**Ausgewählter Auszug:**
::::
Gestern morgen habe ich meine Tochter zu ihrem Treffpunkt gebracht, ab dem sie immer mit ihren Freundinnen zur Schule läuft. Dabei bin ich an einer Batterie Fertiggaragen vorbeigelaufen, etwa zehn nebeneinander. Du kennst diese hässlichen Betonkästen sicher, oder? Viereckig, mit Garagentor. Nicht mehr und nicht weniger. Keine Freiheit in der Auswahl der Parkoptionen…
Neben der abgrundtiefen Hässlichkeit stach mir aber das an jedem einzelnen Garagentor befestigte, wahrscheinlich im Preis der Gesamtgarage enthaltene gelbe Schild mit schwarzem Rand ins Auge:
Ausfahrt freihalten!
Ja, zehn Schilder, nebeneinander, in einer tatsächlich wenig befahrenen Straße in unserer Kleinstadt. In den Neubau-Wohngebieten dieser Kleinstadt herrscht tatsächlich noch kein Mangel an Parkplätzen.
Ausfahrt freihalten!
::::
**Angezeigte Daten:**
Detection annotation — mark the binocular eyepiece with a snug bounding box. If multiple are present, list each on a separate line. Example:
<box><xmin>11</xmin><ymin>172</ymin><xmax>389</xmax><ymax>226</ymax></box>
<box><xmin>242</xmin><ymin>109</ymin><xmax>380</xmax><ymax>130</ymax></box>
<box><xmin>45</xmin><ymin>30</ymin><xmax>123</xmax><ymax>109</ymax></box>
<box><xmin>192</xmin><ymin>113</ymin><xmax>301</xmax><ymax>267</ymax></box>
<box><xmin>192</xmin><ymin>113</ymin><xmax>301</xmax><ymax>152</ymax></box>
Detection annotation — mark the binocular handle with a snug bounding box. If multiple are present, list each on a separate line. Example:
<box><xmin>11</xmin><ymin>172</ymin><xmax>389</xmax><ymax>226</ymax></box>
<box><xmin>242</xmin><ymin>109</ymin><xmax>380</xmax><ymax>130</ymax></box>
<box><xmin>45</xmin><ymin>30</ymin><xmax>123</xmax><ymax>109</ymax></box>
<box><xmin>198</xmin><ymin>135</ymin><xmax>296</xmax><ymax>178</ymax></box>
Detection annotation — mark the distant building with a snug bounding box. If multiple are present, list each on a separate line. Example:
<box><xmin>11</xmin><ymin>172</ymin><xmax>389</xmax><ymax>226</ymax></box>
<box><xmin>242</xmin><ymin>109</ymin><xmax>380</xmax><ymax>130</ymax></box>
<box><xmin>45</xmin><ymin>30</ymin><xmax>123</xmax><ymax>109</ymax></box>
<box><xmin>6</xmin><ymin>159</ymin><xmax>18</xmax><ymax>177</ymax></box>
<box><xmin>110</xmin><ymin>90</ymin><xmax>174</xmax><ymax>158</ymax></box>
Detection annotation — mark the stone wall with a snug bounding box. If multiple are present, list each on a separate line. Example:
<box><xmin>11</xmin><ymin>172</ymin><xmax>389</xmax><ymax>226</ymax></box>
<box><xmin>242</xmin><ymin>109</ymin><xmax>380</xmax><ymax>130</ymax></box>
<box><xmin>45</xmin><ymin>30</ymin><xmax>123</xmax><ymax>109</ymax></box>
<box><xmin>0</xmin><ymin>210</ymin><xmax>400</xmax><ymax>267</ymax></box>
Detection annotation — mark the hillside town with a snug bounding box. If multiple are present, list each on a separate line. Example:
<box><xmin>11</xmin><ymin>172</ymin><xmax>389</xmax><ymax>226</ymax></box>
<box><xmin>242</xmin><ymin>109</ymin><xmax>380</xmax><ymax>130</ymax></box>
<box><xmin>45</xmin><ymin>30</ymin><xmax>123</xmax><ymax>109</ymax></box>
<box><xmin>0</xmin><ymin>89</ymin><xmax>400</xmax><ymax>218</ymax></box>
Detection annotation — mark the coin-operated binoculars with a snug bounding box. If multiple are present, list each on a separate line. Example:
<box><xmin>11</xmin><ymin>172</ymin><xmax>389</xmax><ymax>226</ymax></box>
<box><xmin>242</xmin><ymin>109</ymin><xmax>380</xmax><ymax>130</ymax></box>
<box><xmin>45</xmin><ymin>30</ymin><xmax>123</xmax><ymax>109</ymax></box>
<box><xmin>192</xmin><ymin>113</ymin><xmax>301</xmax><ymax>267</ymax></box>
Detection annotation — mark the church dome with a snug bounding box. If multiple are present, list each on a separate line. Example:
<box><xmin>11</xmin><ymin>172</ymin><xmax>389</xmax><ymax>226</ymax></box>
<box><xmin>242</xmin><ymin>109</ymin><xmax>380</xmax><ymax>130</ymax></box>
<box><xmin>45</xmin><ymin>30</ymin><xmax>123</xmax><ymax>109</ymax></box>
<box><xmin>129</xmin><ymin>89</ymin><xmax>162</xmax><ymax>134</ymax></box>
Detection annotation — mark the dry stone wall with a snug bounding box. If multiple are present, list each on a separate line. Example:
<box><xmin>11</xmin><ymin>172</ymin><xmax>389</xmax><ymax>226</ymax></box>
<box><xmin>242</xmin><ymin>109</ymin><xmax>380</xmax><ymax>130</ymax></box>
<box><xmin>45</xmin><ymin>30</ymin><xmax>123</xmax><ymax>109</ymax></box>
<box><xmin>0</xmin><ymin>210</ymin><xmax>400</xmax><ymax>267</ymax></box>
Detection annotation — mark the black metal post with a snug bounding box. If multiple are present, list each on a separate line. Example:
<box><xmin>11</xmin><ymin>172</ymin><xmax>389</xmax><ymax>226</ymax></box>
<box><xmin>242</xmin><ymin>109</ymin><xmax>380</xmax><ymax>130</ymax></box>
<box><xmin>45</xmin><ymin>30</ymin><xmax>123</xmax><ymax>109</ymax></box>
::::
**Formuliertes Ziel 1:**
Welche Farbe und welchen Rand hat laut dem Auszug über die Fertiggaragen das Schild an jedem Garagentor?
**Formuliertes Ziel 2:**
Gib aus dem Auszug über die Fertiggaragen den Text zwischen „Gestern morgen habe“ und „Mangel an Parkplätzen.“ einschließlich unverändert zurück.

**Schriftliche Antwort 1:**
Das Schild ist gelb mit schwarzem Rand.

**Schriftliche Antwort 2:**
Gestern morgen habe ich meine Tochter zu ihrem Treffpunkt gebracht, ab dem sie immer mit ihren Freundinnen zur Schule läuft. Dabei bin ich an einer Batterie Fertiggaragen vorbeigelaufen, etwa zehn nebeneinander. Du kennst diese hässlichen Betonkästen sicher, oder? Viereckig, mit Garagentor. Nicht mehr und nicht weniger. Keine Freiheit in der Auswahl der Parkoptionen…
Neben der abgrundtiefen Hässlichkeit stach mir aber das an jedem einzelnen Garagentor befestigte, wahrscheinlich im Preis der Gesamtgarage enthaltene gelbe Schild mit schwarzem Rand ins Auge:
Ausfahrt freihalten!
Ja, zehn Schilder, nebeneinander, in einer tatsächlich wenig befahrenen Straße in unserer Kleinstadt. In den Neubau-Wohngebieten dieser Kleinstadt herrscht tatsächlich noch kein Mangel an Parkplätzen.